Hi, I'm a mobile game developer and I try to use MSAA 4x in my game recently. As far as I know, MSAA is almost "free" on Mali GPU. I use UE 4.27 and build a demo to profile the performance.
Demo is using forward render pipeline (Vulkan) and material of scene object is using unlit shading model which is just using its world space normal value as its pixel color.
The profile result shows that GPU Active increase about 20%! The Fragment queue active also increase 20%.
I understand that using MSAA 4x will make more primitives going to the rasterizer and create more quads because there are 4 times sample points within a pixel.What make me confused is the increament of Fragment Warp/Execution Core Active is not the same to GPU Active/Fragment queue active. Increasement of Fragment Warp is about 3% and Execution Core Active is about 30%.
Since all objects in my demo scene are using the same simple material, I expect that when the workload(e.g. fragment warps) increased by A%, the gpu active should also increased around by A% or even less thant that. But it seems not true according to the profiling result.
There's something even stranger that after using MSAA 4x, the usage of varying unit and texture unit are decreasing!? (More warps but less varing/textureing ????)

• Short problem 1:
Please translate this sentence from the post about MSAA on a Mali GPU into Spanish: "I use UE 4.27 and build a demo to profile the performance."
• Short problem 2:
Write the next few sentences of the post about MSAA profiling on a Mali GPU, picking up after its final line.

• Data:
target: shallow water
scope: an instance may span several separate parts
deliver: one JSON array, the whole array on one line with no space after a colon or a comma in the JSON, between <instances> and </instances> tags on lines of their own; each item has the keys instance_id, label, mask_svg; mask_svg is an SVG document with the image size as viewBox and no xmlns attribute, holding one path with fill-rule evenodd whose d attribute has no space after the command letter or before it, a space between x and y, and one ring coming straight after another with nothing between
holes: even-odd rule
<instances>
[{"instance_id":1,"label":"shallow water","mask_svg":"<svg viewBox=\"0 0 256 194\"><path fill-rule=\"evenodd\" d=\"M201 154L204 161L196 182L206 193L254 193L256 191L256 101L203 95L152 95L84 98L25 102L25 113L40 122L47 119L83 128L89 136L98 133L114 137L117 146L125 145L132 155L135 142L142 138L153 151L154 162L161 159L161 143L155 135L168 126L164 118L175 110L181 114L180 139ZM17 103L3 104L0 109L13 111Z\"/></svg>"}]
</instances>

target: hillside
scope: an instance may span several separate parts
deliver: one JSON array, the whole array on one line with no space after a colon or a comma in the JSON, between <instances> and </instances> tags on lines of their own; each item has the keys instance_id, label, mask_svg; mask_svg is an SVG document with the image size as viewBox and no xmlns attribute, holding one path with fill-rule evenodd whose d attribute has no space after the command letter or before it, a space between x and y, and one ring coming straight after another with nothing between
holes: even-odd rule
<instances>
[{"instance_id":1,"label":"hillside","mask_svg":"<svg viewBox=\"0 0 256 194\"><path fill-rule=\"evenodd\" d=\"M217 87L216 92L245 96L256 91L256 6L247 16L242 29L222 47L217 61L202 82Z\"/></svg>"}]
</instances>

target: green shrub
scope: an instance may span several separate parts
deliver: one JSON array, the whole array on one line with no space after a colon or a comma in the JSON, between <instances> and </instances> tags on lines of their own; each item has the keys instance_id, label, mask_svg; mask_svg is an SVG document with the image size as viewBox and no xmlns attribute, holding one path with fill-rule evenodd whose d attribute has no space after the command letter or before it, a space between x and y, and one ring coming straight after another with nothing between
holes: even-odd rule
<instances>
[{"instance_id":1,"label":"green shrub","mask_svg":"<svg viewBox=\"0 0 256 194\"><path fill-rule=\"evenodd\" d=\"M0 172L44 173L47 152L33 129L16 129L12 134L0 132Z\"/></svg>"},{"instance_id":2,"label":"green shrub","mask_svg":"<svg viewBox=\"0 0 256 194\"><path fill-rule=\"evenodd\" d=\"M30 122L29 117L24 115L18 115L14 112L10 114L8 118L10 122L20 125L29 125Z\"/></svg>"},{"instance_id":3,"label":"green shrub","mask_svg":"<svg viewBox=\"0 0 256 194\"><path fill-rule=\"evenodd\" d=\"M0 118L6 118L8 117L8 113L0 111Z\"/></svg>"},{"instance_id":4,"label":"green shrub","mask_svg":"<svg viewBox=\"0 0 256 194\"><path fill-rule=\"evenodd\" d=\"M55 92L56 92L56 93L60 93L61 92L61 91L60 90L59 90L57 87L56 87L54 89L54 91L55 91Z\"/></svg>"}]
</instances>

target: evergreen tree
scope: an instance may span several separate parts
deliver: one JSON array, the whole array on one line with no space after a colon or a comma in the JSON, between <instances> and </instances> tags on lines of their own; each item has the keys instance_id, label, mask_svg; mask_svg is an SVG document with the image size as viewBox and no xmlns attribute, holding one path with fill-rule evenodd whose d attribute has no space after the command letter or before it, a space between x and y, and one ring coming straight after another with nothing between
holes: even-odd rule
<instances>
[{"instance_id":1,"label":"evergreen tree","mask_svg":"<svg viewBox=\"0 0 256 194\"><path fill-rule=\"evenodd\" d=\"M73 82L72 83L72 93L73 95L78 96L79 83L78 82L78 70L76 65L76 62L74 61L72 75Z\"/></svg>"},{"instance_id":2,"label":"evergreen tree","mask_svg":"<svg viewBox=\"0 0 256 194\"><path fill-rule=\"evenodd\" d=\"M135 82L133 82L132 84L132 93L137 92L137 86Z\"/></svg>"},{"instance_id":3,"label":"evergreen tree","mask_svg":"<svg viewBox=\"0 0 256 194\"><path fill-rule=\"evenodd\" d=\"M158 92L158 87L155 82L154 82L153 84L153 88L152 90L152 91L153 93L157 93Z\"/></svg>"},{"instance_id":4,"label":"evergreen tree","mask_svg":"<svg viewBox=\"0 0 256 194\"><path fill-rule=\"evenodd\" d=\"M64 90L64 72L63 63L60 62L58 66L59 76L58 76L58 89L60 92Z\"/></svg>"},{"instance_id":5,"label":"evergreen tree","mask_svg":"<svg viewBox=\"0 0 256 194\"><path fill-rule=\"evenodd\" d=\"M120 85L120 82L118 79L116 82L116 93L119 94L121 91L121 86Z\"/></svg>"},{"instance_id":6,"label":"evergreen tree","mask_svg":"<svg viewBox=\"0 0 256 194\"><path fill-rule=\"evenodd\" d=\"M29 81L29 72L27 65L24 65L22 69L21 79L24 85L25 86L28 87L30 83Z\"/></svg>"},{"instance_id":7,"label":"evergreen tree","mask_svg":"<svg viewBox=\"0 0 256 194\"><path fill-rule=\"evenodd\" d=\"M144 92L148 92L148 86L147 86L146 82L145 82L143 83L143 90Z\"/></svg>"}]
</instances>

• Written reply 1:
Uso UE 4.27 y creo una demo para analizar el rendimiento.

• Written reply 2:
So, my questions are:1. Is MSAA not "free" actually? The increase of GPU Active (20% ~ 30%) is expected?2. Why the growth rates of Fragment Warp/Execution Core Active/GPU Active are different?3. What's going on with each unit when using MSAA 4x?
Thanks!
yonghao lu said:Is MSAA not "free" actually? The increase of GPU Active (20% ~ 30%) is expected?
Cost is very content dependent - some content is close to free, and some content isn't.
It is more expensive than it used to be on older Mali GPUs because some of the fixed-function logic that is used more by MSAA has not scaled up in performance as much as the programmable shader core. Content that is bound by these fixed function paths (rasterizer, ZS test, blend, etc) can see more impact than content which is bound by shader performance.
yonghao lu said:2. Why the growth rates of Fragment Warp/Execution Core Active/GPU Active are different?
This is just highlighting where the bottlenecks are occurring. You have a bigger increase in cycles than warps, which indicates that the workload is not limited by warp shader performance, but something outside of the shader core. It's not always easy to tell what unfortunately - we have limited visibility of the fixed-function blocks in the performance counters.
yonghao lu said:3. What's going on with each unit when using MSAA 4x?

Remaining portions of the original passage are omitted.